- _Given exercise_
Give the material from the line containing "Point to the hay" through the line containing "x=312, y=87" as a two-column CSV with headers input and output. Make one row for each "Point to" line, with that line in input and the coordinates that follow it in output, each field quoted and its line breaks replaced by spaces.

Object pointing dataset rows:
[start]
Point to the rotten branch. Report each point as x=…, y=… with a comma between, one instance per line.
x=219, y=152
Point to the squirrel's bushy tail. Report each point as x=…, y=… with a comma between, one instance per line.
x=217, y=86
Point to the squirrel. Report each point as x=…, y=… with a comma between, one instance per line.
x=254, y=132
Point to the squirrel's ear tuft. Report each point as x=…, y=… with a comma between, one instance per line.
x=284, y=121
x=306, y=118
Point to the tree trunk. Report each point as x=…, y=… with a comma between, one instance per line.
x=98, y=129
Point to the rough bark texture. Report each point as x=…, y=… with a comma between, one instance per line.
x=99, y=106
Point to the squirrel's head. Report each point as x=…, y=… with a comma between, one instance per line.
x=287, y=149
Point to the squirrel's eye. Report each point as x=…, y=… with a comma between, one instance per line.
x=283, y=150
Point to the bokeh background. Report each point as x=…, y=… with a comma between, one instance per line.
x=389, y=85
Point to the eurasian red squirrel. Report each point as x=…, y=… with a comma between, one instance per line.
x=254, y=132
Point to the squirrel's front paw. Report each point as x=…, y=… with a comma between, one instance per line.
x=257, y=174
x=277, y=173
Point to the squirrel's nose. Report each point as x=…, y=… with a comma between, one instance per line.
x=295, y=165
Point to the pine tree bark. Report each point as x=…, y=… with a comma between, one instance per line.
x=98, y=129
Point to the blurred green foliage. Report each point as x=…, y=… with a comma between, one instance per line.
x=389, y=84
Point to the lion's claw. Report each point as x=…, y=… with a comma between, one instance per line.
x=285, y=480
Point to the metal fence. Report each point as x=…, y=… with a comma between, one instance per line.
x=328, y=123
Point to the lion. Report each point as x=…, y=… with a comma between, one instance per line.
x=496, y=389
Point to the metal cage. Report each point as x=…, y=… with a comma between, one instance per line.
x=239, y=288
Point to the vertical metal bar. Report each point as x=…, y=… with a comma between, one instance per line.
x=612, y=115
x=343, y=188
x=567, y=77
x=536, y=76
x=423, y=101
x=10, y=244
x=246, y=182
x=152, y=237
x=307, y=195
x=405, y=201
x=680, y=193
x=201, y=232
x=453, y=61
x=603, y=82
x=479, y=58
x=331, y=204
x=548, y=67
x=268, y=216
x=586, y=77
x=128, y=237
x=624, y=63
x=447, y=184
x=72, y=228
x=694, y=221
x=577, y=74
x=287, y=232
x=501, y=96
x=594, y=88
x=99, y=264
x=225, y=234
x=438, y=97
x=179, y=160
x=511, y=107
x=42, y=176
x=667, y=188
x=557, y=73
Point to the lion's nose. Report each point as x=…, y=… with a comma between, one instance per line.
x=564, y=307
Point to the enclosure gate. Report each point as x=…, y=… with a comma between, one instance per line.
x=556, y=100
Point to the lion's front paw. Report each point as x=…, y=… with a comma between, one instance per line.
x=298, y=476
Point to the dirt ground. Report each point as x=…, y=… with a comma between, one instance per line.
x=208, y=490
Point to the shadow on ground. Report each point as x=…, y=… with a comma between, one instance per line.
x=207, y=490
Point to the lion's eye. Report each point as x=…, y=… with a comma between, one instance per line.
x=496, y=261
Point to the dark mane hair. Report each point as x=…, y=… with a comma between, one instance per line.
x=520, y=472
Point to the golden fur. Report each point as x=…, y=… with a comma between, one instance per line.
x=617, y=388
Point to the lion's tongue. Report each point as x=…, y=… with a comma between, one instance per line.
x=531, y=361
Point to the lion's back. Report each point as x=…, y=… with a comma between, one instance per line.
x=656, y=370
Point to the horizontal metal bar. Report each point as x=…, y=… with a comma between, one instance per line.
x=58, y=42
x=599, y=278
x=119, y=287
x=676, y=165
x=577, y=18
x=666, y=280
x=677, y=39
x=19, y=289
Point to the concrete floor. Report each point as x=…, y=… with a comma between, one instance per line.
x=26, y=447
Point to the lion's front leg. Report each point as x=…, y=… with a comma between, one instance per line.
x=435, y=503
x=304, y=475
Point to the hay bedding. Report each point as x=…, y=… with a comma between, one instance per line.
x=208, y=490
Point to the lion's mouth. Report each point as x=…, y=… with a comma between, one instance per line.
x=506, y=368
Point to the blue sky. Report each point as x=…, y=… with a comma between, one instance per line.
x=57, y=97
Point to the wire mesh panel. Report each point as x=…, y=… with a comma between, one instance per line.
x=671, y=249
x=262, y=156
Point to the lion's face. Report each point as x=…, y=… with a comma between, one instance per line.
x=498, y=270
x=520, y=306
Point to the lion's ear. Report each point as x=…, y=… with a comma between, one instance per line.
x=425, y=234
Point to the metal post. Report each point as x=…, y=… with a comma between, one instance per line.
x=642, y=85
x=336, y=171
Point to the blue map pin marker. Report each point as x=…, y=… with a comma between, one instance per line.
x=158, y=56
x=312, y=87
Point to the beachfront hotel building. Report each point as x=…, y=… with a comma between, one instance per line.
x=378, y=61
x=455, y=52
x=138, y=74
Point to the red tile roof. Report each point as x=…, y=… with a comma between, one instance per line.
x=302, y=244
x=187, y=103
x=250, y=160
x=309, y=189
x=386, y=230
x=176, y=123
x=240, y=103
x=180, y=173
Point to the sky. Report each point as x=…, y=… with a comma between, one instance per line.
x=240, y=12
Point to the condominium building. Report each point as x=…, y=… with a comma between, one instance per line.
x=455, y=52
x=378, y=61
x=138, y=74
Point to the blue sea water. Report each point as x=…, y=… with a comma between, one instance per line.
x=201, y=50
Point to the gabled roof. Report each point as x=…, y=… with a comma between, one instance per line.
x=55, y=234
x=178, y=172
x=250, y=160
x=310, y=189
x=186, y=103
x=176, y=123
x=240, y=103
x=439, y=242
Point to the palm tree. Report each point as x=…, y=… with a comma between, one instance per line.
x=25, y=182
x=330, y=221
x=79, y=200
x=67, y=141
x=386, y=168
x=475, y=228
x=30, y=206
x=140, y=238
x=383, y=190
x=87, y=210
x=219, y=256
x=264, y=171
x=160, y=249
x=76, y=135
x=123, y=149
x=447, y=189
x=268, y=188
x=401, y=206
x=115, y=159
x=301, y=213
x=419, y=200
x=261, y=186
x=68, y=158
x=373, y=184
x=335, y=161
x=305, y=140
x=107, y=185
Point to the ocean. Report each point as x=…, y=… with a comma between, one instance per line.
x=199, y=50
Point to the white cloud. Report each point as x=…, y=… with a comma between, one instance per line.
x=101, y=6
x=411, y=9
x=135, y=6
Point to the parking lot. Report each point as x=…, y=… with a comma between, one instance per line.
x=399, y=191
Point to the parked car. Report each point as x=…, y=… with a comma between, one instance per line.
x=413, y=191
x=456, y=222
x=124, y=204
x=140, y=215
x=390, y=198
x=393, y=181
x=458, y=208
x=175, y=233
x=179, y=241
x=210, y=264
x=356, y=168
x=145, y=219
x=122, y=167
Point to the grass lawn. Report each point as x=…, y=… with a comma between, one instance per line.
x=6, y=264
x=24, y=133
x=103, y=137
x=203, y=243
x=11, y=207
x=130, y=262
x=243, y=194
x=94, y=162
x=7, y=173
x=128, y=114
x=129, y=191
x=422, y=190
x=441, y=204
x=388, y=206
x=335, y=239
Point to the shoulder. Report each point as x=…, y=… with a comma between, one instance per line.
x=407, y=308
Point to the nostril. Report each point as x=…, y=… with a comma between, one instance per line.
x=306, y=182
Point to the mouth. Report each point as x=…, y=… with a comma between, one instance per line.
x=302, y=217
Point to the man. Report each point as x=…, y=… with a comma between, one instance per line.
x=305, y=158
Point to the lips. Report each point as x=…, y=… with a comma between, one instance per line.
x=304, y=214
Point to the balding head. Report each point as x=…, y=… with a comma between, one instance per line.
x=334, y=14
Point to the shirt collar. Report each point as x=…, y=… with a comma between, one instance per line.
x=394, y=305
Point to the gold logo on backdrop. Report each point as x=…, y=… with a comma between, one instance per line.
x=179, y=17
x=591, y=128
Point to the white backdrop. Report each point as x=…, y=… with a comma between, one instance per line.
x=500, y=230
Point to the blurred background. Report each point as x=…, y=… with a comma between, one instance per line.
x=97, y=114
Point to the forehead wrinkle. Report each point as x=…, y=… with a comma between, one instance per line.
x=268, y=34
[end]
[start]
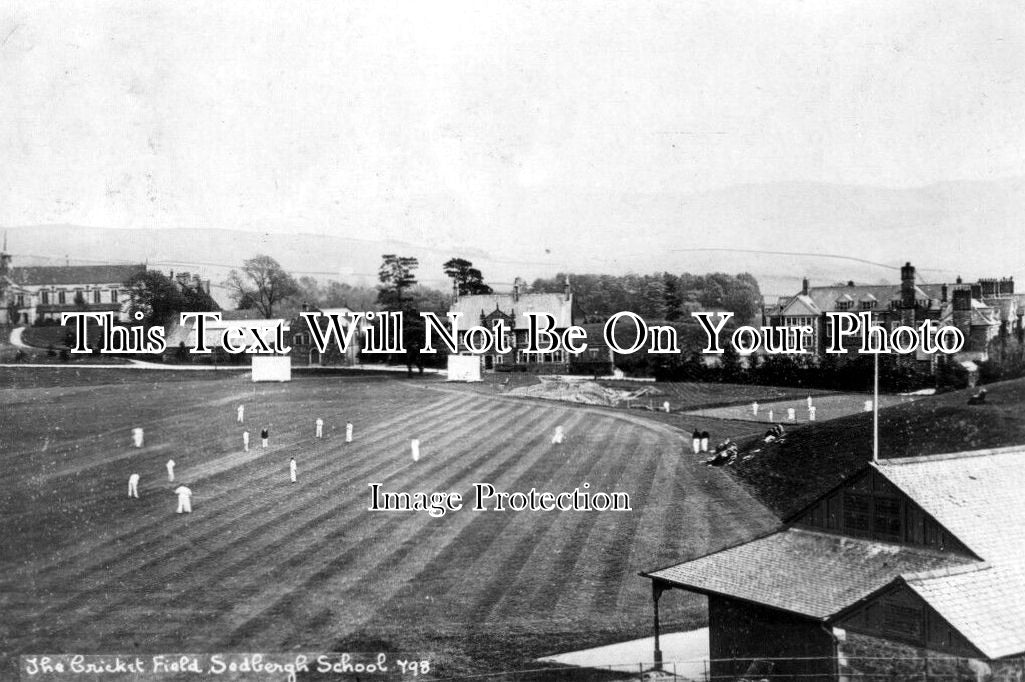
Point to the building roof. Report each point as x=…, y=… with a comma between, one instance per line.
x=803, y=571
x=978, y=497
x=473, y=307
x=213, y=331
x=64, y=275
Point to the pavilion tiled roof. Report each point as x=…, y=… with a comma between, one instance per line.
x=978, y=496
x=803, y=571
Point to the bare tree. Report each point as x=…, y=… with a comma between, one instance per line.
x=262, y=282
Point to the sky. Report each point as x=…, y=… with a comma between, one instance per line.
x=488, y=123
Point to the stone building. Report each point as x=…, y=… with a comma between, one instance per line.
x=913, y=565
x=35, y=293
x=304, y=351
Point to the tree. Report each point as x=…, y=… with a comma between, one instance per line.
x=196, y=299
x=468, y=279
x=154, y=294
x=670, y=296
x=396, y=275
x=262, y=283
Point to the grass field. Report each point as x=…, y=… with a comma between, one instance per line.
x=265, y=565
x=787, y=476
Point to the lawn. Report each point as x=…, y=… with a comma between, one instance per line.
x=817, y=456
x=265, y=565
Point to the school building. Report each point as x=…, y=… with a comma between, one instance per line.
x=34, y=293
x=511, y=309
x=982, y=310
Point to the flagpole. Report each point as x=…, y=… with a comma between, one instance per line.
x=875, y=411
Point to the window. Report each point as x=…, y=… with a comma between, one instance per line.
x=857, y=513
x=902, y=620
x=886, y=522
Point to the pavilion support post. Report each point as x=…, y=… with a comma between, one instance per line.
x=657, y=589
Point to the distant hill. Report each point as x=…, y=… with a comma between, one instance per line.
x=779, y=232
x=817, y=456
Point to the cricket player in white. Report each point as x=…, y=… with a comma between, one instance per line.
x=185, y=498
[end]
[start]
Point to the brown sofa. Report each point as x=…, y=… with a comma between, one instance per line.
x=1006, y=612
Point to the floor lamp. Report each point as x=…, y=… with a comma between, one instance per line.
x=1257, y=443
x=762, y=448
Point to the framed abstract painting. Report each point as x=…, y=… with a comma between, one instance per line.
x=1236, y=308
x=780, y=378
[end]
- _Solution to this exercise_
input,output
"Point to the hay bedding. Report each point as x=…, y=… with a comma between, one instance per line.","x=208, y=490"
"Point to the lion's mouth. Report each point as x=…, y=… with a comma between, one instance per line.","x=506, y=368"
"Point to the blue sky. Report each point as x=…, y=… with a comma between, one instance per line.","x=57, y=97"
"Point to the wire mesh panel. Report each point as x=…, y=… with a comma between, one instance per line.","x=671, y=249 x=262, y=156"
"Point to the lion's face. Report each point as x=…, y=… with a comma between, one instance per line.","x=498, y=270 x=520, y=306"
"Point to the lion's ear. Report each point as x=…, y=… with a comma between, one instance per line.","x=425, y=234"
"Point to the metal post. Report each point as x=…, y=… with a comma between, one instance per line.","x=642, y=85 x=336, y=171"
"Point to the blue map pin marker. Report each point as x=…, y=… with a comma between, one instance per line.","x=158, y=56 x=312, y=87"